Output each line from the one that contains "Mark every instance of the cat mouth" to the final line of the data below, exactly, and include nothing else.

(Source records)
=====

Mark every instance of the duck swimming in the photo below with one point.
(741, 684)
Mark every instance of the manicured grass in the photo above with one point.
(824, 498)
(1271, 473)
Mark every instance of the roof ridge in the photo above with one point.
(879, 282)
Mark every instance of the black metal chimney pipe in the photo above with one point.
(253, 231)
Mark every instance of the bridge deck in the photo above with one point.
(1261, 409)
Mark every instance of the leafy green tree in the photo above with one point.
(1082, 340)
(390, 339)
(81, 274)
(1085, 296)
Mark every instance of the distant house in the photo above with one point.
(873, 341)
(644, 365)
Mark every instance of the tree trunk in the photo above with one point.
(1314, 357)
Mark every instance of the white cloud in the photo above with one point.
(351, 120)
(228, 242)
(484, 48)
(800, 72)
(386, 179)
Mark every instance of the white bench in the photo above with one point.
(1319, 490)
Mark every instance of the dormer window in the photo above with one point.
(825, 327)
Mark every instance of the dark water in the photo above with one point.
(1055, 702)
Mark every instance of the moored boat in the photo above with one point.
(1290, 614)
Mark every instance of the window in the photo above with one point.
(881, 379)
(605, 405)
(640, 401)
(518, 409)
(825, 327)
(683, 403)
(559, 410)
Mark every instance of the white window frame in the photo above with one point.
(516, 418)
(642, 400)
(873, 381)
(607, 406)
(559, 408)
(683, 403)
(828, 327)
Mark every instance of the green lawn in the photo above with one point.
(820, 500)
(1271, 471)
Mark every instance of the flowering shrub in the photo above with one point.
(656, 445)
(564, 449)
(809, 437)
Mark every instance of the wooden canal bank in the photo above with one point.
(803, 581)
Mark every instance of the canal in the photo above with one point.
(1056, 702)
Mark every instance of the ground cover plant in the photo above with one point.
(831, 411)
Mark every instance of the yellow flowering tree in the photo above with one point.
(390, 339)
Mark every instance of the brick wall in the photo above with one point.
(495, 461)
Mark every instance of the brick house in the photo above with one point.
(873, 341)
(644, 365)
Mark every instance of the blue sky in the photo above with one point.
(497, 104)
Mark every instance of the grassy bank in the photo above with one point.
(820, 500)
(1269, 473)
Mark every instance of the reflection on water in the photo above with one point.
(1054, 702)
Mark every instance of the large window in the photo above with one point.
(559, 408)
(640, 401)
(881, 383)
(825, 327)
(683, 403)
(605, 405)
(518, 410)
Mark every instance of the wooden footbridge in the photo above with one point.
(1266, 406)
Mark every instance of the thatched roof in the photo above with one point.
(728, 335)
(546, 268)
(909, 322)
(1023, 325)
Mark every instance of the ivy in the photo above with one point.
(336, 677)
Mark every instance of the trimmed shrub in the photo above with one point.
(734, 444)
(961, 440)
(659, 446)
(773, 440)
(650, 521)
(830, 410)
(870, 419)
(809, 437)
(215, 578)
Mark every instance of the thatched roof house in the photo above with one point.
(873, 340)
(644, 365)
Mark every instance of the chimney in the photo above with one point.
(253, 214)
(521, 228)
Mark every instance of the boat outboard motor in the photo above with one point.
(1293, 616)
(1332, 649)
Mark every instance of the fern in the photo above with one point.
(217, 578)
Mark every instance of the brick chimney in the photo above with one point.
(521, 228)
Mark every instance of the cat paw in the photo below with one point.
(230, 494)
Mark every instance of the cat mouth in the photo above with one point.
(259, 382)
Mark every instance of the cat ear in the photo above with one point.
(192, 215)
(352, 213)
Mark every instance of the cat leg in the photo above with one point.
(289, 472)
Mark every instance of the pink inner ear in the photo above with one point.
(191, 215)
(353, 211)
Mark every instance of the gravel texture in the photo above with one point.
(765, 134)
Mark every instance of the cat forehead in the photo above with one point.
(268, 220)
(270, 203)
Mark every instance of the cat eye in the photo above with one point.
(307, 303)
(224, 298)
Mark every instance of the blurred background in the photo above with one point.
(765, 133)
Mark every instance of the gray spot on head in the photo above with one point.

=====

§ Answer box:
Mark every instance of the cat mouth in the photo above with one point.
(259, 382)
Mark every instance of the cat ear in the photo above with one point.
(192, 215)
(352, 213)
Mark every instance of the cat leg in the photo above with one point.
(289, 472)
Mark every instance of the pink inner ear in the photo above with one point.
(191, 215)
(353, 211)
Mark every instance of the gravel texture in the photo above with one point.
(765, 134)
Mark every instance of the cat forehead in the photo above with one point.
(268, 220)
(270, 203)
Mark every instance of the cat eye in the photo above with one point.
(307, 303)
(224, 298)
Mark every instance of the blurred background in the photo above with one point.
(765, 133)
Mark every instance of the gray spot on head in the photo above with one point.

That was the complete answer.